[What to do] Quote the lines below exactly, from the one that holds "of the man's" through the final line of the records, and only those.

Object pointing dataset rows
○ ○ ○

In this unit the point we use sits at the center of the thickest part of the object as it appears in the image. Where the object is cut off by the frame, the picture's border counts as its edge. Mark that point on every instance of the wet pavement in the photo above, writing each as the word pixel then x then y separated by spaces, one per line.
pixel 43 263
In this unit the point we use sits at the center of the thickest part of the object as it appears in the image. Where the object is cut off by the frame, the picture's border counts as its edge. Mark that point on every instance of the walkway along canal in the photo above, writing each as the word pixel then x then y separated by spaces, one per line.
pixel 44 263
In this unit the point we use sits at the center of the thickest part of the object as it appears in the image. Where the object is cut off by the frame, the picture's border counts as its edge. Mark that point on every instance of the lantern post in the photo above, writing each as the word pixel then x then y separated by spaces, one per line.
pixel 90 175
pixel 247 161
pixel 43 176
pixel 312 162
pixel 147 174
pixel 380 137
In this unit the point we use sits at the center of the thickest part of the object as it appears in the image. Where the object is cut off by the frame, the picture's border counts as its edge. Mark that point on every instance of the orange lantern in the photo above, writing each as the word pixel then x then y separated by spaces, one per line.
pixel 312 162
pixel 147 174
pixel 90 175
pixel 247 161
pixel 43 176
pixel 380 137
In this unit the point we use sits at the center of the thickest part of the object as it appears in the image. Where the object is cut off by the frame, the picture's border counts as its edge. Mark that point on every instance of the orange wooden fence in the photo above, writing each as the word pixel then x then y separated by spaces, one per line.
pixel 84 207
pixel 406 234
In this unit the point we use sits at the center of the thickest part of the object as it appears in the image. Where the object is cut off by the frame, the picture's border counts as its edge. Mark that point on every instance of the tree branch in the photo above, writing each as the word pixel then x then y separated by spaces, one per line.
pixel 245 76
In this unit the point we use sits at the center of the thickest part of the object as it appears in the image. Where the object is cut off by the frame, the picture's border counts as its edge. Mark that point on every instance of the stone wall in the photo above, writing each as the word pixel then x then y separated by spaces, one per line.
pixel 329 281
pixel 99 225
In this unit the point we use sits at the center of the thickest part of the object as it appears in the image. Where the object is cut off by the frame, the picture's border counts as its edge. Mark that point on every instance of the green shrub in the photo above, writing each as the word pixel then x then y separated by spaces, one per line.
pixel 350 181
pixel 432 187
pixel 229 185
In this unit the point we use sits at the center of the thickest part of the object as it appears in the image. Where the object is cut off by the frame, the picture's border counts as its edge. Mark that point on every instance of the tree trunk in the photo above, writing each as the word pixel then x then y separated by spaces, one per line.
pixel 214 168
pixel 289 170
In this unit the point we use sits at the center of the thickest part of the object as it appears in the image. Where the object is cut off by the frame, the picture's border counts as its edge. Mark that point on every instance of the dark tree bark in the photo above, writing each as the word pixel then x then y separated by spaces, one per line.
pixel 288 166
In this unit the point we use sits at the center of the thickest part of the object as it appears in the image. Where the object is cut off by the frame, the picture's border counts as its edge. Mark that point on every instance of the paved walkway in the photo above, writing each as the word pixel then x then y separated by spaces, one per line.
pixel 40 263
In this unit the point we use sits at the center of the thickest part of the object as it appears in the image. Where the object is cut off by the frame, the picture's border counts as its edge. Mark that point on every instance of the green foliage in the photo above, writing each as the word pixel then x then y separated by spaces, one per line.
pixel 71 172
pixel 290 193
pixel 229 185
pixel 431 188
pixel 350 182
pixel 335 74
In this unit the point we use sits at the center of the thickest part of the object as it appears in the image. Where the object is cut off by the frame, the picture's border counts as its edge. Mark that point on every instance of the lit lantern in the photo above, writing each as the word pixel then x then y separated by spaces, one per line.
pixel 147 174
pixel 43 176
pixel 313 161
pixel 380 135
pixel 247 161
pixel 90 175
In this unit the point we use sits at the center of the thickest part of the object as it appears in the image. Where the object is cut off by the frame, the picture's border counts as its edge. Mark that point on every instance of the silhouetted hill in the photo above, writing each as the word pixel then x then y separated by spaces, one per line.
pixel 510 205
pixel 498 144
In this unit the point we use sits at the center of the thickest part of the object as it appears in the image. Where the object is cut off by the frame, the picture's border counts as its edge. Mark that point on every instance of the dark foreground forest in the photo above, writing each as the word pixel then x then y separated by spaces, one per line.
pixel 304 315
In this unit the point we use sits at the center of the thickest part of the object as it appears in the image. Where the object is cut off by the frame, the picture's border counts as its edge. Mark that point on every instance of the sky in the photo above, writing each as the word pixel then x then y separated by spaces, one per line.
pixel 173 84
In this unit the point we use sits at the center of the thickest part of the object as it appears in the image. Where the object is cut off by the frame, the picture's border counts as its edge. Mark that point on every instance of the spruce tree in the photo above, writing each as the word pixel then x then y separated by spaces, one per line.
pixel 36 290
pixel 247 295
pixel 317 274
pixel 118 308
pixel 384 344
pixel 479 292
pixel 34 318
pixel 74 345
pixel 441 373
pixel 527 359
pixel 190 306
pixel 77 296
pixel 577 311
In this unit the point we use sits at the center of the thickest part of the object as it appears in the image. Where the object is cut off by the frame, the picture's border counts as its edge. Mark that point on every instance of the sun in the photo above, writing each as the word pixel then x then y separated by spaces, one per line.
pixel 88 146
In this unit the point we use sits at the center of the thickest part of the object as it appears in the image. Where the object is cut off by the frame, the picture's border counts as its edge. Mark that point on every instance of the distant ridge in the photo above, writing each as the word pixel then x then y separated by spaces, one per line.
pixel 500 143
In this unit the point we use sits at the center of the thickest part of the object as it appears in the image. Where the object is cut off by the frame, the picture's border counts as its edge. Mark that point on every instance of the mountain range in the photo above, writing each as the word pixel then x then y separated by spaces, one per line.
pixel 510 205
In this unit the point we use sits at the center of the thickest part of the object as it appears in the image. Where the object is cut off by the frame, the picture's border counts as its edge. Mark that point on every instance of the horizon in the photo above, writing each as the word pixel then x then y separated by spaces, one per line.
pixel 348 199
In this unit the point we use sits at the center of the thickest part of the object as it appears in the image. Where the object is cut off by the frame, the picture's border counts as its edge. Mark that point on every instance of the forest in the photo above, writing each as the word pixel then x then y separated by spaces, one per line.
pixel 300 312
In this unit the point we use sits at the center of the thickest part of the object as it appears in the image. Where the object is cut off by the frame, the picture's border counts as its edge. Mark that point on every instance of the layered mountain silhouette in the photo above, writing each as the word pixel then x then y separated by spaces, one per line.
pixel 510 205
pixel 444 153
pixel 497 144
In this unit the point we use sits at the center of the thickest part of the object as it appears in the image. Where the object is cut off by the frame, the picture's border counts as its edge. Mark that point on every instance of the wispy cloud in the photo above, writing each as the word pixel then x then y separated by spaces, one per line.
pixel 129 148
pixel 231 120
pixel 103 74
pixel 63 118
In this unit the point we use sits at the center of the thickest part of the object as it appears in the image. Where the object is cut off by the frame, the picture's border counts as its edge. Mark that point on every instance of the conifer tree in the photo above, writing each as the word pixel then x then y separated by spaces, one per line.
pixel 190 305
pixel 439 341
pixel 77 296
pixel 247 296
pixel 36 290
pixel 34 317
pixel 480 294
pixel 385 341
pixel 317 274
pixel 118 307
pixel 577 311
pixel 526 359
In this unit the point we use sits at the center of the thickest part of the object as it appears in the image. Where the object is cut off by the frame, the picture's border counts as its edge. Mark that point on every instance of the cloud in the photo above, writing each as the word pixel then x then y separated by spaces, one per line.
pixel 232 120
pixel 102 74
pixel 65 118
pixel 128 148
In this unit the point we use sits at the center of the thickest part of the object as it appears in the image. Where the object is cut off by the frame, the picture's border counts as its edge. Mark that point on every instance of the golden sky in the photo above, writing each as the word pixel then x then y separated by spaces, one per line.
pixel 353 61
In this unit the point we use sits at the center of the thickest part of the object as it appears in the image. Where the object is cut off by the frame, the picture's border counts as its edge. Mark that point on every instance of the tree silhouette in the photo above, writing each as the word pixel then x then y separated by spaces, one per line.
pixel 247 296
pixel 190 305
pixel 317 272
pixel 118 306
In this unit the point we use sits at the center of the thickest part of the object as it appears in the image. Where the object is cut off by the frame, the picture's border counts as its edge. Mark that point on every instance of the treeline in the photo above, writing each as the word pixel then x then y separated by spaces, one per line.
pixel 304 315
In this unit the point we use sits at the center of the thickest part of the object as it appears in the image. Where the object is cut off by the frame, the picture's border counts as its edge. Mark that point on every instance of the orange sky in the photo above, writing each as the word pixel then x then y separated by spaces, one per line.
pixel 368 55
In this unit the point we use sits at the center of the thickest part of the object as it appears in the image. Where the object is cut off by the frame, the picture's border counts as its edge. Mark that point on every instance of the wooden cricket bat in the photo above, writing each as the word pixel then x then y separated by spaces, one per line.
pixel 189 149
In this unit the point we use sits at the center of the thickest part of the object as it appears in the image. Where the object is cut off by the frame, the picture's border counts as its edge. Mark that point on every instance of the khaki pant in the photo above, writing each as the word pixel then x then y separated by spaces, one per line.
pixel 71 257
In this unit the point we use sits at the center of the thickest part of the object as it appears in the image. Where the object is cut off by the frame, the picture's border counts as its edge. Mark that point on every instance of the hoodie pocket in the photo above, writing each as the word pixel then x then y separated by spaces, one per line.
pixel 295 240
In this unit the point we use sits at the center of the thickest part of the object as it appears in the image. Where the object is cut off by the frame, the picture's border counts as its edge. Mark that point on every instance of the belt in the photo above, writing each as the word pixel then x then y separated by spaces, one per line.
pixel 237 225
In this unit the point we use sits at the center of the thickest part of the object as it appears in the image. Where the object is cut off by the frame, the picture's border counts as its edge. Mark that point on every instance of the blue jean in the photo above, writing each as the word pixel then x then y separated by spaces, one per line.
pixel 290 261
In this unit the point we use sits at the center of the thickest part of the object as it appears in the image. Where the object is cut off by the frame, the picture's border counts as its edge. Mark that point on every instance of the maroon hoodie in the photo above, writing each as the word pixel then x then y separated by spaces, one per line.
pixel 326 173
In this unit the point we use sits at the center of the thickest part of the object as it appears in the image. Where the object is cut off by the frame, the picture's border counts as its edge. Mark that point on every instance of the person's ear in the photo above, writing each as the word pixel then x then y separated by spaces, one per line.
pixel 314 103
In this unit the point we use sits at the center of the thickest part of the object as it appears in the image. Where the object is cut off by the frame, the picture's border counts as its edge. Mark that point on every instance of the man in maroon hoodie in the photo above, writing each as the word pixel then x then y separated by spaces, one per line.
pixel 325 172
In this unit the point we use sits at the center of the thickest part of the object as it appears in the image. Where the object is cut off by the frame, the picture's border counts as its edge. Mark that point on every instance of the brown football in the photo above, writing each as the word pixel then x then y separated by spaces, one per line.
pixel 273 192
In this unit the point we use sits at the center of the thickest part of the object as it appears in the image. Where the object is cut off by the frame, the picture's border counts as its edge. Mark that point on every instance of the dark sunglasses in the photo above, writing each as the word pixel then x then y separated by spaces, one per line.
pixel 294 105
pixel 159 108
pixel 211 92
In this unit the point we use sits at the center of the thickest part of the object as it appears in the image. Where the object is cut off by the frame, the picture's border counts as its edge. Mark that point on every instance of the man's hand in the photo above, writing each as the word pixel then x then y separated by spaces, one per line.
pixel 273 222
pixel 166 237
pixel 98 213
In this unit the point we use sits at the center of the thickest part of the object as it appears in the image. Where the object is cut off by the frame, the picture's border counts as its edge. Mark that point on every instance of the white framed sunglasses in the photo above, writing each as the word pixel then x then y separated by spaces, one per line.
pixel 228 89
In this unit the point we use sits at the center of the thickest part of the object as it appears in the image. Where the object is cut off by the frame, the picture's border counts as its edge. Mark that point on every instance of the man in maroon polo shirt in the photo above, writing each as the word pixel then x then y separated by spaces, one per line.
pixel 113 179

○ ○ ○

[Result of the task]
In this unit the point we use sits at the center of the thickest part of the object as it appears in the image. Where the object is cut off by the frame, the picture's border counts as its edge. Mark that point on every instance of the man's hand in the photo above, writing each as the word pixel then x then y separated by spaces, one per line.
pixel 273 222
pixel 166 237
pixel 98 213
In this unit the point we use sits at the center of the thickest part of the object as it appears in the image. Where the object is cut off by the frame, the picture's border counts as its edge. Mark that point on every instance of the white framed sunglasses in the photo above, writing each as the word pixel then x then y separated by spaces, one per line.
pixel 228 89
In this unit the point we use sits at the center of the thickest part of the object as it appears in the image. Where the object is cut off by the frame, the picture's border counts as its edge. Mark that point on every instance of the man in maroon polo shirt in the photo above, writing each as the word pixel then x then y separated by spaces, one per line.
pixel 113 179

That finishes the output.